EXERCICE COURT A ->
Dans l'extrait source, reformulez sous forme de liste le paragraphe commençant par « Si l’armée, la première et très tôt », en conservant ses faits principaux.

EXTRAIT SOURCE ->
════════════════════

Le parricide dont beaucoup de pères de la nation nubienne ont été l’objet revêt deux principales formes, étalées dans le temps : la forme militaire qui, avec ses avatars et sauf exception, reste sans issue pour la démocratie, et la forme civile et populaire qui ouvre de nouvelles perspectives à la démocratie, malgré les résistances.
Le parricide militaire
Si l’armée, la première et très tôt, a arraché le pouvoir à des Pères fondateurs, parfois dans le sang (Nigeria, Congo-Kinshasa, Tchad), elle a procédé elle-même, selon deux modalités : il y a, d’une part, véritable complot et entreprise de nuit, le parricide direct, exécuté sur les pères eux-mêmes, il y a, d’autre part, entreprise de jour, le parricide indirect, que constituent les luttes armées de libération conduites par d’autres militaires contre les militaires parricides qui continuent la politique ou l’héritage des pères ; cette seconde modalité se nomme proprement le fratricide.

════════════════════

LISTING FOURNI ->
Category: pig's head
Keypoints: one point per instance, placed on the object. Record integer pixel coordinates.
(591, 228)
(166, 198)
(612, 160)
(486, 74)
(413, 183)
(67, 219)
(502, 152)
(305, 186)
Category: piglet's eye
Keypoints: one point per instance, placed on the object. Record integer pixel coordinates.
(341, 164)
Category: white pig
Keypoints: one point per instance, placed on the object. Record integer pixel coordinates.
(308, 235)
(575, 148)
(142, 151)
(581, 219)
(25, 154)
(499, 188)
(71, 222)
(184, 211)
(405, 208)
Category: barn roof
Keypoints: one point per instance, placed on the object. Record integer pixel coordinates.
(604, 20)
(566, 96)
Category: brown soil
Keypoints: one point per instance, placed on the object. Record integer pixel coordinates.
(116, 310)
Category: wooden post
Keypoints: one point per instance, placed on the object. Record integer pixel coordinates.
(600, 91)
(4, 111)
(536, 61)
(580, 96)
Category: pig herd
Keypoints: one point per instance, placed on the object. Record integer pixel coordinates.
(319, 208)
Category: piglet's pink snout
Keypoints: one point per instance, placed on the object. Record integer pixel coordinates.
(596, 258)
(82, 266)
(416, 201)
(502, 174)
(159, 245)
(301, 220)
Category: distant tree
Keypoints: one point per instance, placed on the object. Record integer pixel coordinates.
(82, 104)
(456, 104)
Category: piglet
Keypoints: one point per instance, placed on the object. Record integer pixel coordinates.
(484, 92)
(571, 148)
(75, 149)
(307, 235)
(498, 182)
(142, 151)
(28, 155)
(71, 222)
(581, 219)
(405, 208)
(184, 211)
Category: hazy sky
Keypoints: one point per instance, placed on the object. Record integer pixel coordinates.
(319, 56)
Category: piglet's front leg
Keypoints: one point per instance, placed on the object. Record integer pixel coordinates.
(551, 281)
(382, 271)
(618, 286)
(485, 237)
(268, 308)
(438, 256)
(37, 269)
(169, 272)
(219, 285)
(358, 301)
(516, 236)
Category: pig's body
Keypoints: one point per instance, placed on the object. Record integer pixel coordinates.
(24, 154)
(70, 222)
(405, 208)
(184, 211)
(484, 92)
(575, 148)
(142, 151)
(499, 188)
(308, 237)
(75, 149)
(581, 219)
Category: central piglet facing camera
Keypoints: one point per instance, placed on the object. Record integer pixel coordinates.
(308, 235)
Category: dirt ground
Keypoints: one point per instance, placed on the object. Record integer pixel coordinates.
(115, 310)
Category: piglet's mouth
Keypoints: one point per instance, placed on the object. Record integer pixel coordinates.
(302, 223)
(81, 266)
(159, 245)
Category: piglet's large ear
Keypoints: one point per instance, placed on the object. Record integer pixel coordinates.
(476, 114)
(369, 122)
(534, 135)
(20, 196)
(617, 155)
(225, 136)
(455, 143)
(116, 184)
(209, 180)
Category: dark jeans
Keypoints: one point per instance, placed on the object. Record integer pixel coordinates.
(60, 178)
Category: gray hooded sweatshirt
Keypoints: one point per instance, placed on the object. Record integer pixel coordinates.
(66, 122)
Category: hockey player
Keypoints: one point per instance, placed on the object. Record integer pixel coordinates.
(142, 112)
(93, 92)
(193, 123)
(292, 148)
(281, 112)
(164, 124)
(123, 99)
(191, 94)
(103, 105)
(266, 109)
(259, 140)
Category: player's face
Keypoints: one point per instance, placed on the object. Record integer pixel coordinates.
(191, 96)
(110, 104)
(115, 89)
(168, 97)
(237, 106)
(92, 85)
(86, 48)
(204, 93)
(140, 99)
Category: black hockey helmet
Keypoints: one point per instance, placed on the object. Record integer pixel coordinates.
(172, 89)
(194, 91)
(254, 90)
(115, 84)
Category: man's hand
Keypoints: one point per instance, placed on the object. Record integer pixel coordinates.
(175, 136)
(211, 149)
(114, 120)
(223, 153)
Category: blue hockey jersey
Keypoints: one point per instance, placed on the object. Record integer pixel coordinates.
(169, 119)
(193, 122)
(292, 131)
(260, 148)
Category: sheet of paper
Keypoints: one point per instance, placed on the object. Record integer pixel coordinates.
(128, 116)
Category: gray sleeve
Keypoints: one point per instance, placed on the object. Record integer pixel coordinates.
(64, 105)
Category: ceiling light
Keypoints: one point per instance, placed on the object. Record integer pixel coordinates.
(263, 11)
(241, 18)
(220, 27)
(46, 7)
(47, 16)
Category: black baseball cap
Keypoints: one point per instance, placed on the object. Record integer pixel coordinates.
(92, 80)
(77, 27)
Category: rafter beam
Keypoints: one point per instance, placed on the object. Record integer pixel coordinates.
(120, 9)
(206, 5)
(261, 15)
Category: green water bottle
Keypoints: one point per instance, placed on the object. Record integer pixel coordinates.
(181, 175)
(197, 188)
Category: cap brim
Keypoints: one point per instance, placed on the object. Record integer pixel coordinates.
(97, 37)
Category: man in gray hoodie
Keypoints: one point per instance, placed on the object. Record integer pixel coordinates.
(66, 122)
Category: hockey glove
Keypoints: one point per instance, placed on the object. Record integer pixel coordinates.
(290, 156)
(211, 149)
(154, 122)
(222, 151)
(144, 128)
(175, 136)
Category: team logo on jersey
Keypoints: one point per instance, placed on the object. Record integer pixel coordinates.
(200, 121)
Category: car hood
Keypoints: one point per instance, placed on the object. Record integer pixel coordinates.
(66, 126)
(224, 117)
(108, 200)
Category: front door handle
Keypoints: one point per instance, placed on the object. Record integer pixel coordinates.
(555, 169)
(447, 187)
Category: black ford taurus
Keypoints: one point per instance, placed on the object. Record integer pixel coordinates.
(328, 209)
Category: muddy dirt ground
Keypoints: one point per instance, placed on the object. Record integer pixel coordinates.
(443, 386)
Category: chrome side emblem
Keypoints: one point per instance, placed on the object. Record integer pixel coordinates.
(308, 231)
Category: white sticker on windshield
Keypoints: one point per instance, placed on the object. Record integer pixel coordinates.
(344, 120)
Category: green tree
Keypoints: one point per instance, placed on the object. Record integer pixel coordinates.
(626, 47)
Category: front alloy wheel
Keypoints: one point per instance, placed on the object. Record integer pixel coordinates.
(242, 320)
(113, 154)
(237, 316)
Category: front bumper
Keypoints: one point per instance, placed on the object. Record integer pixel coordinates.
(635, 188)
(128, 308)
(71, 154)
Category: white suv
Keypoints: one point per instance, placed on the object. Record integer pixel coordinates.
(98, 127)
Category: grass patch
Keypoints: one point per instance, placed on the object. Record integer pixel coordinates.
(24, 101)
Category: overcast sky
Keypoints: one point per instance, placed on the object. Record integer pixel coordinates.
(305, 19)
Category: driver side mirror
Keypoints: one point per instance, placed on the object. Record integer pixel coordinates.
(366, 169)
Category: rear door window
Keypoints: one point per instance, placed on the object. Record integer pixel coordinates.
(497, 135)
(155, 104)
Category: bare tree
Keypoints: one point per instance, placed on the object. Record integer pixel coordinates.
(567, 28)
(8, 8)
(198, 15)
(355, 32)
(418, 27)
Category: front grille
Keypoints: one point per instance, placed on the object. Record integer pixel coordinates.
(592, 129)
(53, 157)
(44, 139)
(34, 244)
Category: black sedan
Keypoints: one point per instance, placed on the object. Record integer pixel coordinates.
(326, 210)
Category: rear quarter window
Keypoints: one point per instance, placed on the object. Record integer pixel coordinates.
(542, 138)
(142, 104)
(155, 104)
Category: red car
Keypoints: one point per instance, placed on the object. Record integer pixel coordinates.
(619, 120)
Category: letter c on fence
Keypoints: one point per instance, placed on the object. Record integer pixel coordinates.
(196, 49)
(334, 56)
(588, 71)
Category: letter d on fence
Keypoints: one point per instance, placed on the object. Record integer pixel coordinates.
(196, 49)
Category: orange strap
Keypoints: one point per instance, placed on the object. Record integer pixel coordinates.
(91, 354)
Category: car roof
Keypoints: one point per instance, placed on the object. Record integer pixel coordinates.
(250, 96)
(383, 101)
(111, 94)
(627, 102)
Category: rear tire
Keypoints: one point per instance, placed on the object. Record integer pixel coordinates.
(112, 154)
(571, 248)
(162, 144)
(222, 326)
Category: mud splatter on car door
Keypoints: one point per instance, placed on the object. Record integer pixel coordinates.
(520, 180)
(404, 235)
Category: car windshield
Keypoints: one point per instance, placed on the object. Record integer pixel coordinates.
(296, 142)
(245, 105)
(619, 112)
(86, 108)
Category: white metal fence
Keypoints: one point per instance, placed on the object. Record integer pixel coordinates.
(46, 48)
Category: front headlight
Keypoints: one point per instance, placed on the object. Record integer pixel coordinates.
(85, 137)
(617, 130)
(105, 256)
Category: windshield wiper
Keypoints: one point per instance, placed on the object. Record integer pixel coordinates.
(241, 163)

════════════════════

EXERCICE COURT B ->
Convertissez en CSV à deux colonnes, consigne et reponse, le listing depuis la ligne contenant « Category: letter d on fence » jusqu'à la fin du listing, les deux bornes comprises. Produisez une ligne CSV par couple consigne/reponse, chaque valeur dans un seul champ entre guillemets, les sauts de ligne remplacés par des espaces.

RÉPONSE RÉDIGÉE A ->
- L'armée a été la première, très tôt, à arracher le pouvoir aux Pères fondateurs, parfois dans le sang (Nigeria, Congo-Kinshasa, Tchad).
- Elle a procédé selon deux modalités :
  - le parricide direct : un véritable complot, une entreprise de nuit, exécuté sur les pères eux-mêmes ;
  - le parricide indirect : une entreprise de jour, constituée par les luttes armées de libération que d'autres militaires mènent contre les militaires parricides qui continuent la politique ou l'héritage des pères. Cette seconde modalité se nomme proprement le fratricide.

RÉPONSE RÉDIGÉE B ->
consigne,reponse
"Category: letter d on fence Keypoints: one point per instance, placed on the object. Record integer pixel coordinates.","(196, 49)"
"Category: orange strap Keypoints: one point per instance, placed on the object. Record integer pixel coordinates.","(91, 354)"
"Category: car roof Keypoints: one point per instance, placed on the object. Record integer pixel coordinates.","(250, 96) (383, 101) (111, 94) (627, 102)"
"Category: rear tire Keypoints: one point per instance, placed on the object. Record integer pixel coordinates.","(112, 154) (571, 248) (162, 144) (222, 326)"
"Category: mud splatter on car door Keypoints: one point per instance, placed on the object. Record integer pixel coordinates.","(520, 180) (404, 235)"
"Category: car windshield Keypoints: one point per instance, placed on the object. Record integer pixel coordinates.","(296, 142) (245, 105) (619, 112) (86, 108)"
"Category: white metal fence Keypoints: one point per instance, placed on the object. Record integer pixel coordinates.","(46, 48)"
"Category: front headlight Keypoints: one point per instance, placed on the object. Record integer pixel coordinates.","(85, 137) (617, 130) (105, 256)"
"Category: windshield wiper Keypoints: one point per instance, placed on the object. Record integer pixel coordinates.","(241, 163)"